Directive 1
Render this sentence from the Aereo transcript below in Spanish: "And the broadcast companies spend each year billions of dollars creating content, acquiring content, distributing the content."

Supplied passage
╭──

GWEN IFILL: For more on the arguments behind today’s arguments on the Aereo case, we turn things over to Jeffrey Brown.

JEFFREY BROWN: And joining us now, Neal Katyal, the former acting solicitor general of the United States and legal adviser to the broadcasters in this case, and Gary Shapiro, the president and CEO of the Consumer Electronics Association. His organization filed a brief with the Supreme Court in support of Aereo.

Welcome to both of you.

NEAL KATYAL, Former Acting Solicitor General: Thank you.

JEFFREY BROWN: So, Neal Katyal, so let’s flesh out a little bit of what Marcia was just saying.

Why should Aereo be subject to fees? Why can’t it use antennas over public airwaves to offer services to consumers?

NEAL KATYAL: Well, Aereo is just like everyone else.

As Justice Ginsburg pointed out in today’s argument, everyone else who wants to grab content has to pay for it. And the broadcast companies spend each year billions of dollars creating content, acquiring content, distributing the content.

And if an interloper can come along like Aereo — and Aereo’s business model is essentially grabbing those signals from over the air, bundling them together and then selling them for a profit — well, then the entire model and the entire premise of copyright law is going to be disrupted.

And so I think the debate today in the court really properly focused on the question. It wasn’t really, is Aereo violating the copyright law? I think there was a lot of agreement about that point. I think it was how broadly or narrowly the opinion should be written.

JEFFREY BROWN: All right, Gary Shapiro, let’s start just with that one issue. Aereo — the broadcasters paid for the content. Why should Aereo be able to take it for free essentially?

╰──

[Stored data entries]
╭──

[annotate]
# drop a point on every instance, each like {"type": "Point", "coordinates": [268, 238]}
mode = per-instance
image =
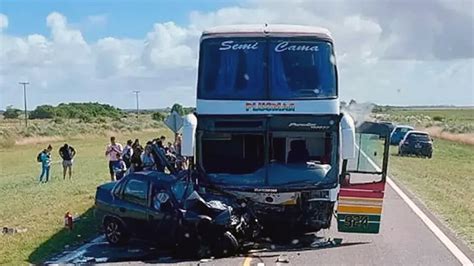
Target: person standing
{"type": "Point", "coordinates": [67, 153]}
{"type": "Point", "coordinates": [128, 153]}
{"type": "Point", "coordinates": [111, 152]}
{"type": "Point", "coordinates": [45, 158]}
{"type": "Point", "coordinates": [119, 167]}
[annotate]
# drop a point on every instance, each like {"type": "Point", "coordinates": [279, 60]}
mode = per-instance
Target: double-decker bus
{"type": "Point", "coordinates": [269, 128]}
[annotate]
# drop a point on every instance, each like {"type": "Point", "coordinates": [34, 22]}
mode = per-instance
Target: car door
{"type": "Point", "coordinates": [360, 201]}
{"type": "Point", "coordinates": [162, 215]}
{"type": "Point", "coordinates": [133, 208]}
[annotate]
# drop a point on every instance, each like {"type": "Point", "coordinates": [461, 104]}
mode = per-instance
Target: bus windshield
{"type": "Point", "coordinates": [266, 69]}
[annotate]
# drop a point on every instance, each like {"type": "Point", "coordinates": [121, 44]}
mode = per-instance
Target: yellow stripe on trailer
{"type": "Point", "coordinates": [359, 209]}
{"type": "Point", "coordinates": [361, 199]}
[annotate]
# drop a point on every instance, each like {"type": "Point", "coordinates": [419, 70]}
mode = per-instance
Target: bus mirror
{"type": "Point", "coordinates": [347, 137]}
{"type": "Point", "coordinates": [189, 132]}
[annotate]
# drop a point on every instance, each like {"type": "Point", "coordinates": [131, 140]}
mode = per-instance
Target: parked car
{"type": "Point", "coordinates": [170, 212]}
{"type": "Point", "coordinates": [399, 133]}
{"type": "Point", "coordinates": [418, 143]}
{"type": "Point", "coordinates": [390, 125]}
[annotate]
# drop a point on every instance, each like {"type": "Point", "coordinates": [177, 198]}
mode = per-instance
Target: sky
{"type": "Point", "coordinates": [398, 52]}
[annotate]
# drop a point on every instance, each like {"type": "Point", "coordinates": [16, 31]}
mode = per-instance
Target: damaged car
{"type": "Point", "coordinates": [174, 213]}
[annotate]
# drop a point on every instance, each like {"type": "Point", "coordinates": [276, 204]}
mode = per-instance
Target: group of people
{"type": "Point", "coordinates": [134, 157]}
{"type": "Point", "coordinates": [67, 154]}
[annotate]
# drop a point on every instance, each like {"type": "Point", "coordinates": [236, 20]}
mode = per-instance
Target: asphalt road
{"type": "Point", "coordinates": [404, 240]}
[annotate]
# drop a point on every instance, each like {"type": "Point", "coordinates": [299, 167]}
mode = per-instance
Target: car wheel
{"type": "Point", "coordinates": [115, 232]}
{"type": "Point", "coordinates": [226, 245]}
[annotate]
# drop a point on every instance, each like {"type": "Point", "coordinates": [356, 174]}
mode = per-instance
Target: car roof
{"type": "Point", "coordinates": [154, 175]}
{"type": "Point", "coordinates": [280, 30]}
{"type": "Point", "coordinates": [418, 132]}
{"type": "Point", "coordinates": [403, 126]}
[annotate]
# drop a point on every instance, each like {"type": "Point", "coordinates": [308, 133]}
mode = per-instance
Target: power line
{"type": "Point", "coordinates": [24, 83]}
{"type": "Point", "coordinates": [136, 95]}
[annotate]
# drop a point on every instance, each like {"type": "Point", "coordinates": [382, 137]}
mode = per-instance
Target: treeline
{"type": "Point", "coordinates": [178, 108]}
{"type": "Point", "coordinates": [88, 111]}
{"type": "Point", "coordinates": [75, 110]}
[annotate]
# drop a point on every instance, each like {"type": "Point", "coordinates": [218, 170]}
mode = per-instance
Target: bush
{"type": "Point", "coordinates": [7, 142]}
{"type": "Point", "coordinates": [42, 112]}
{"type": "Point", "coordinates": [11, 113]}
{"type": "Point", "coordinates": [158, 116]}
{"type": "Point", "coordinates": [85, 118]}
{"type": "Point", "coordinates": [58, 120]}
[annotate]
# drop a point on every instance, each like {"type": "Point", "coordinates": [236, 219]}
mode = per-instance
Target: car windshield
{"type": "Point", "coordinates": [266, 68]}
{"type": "Point", "coordinates": [418, 137]}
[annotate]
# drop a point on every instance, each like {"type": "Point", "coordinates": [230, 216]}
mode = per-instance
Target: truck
{"type": "Point", "coordinates": [268, 127]}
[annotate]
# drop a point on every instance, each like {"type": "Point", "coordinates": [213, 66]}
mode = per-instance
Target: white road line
{"type": "Point", "coordinates": [430, 224]}
{"type": "Point", "coordinates": [76, 253]}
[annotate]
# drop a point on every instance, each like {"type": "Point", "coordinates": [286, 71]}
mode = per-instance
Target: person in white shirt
{"type": "Point", "coordinates": [128, 153]}
{"type": "Point", "coordinates": [111, 152]}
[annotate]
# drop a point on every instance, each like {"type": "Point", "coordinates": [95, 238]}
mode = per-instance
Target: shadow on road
{"type": "Point", "coordinates": [85, 226]}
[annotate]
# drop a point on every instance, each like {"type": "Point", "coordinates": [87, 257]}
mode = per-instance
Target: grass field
{"type": "Point", "coordinates": [454, 120]}
{"type": "Point", "coordinates": [444, 183]}
{"type": "Point", "coordinates": [13, 131]}
{"type": "Point", "coordinates": [40, 208]}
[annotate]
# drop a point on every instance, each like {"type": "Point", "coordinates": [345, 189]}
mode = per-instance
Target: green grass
{"type": "Point", "coordinates": [40, 208]}
{"type": "Point", "coordinates": [455, 120]}
{"type": "Point", "coordinates": [14, 129]}
{"type": "Point", "coordinates": [444, 183]}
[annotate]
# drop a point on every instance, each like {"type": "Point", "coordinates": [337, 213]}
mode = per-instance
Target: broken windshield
{"type": "Point", "coordinates": [293, 158]}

╰──

Directive 2
Show each line in the entries above that contains the string "windshield".

Exercise result 1
Y las empresas de radiodifusión gastan cada año miles de millones de dólares creando contenido, adquiriendo contenido y distribuyendo el contenido.

Exercise result 2
Target: bus windshield
Target: car windshield
Target: broken windshield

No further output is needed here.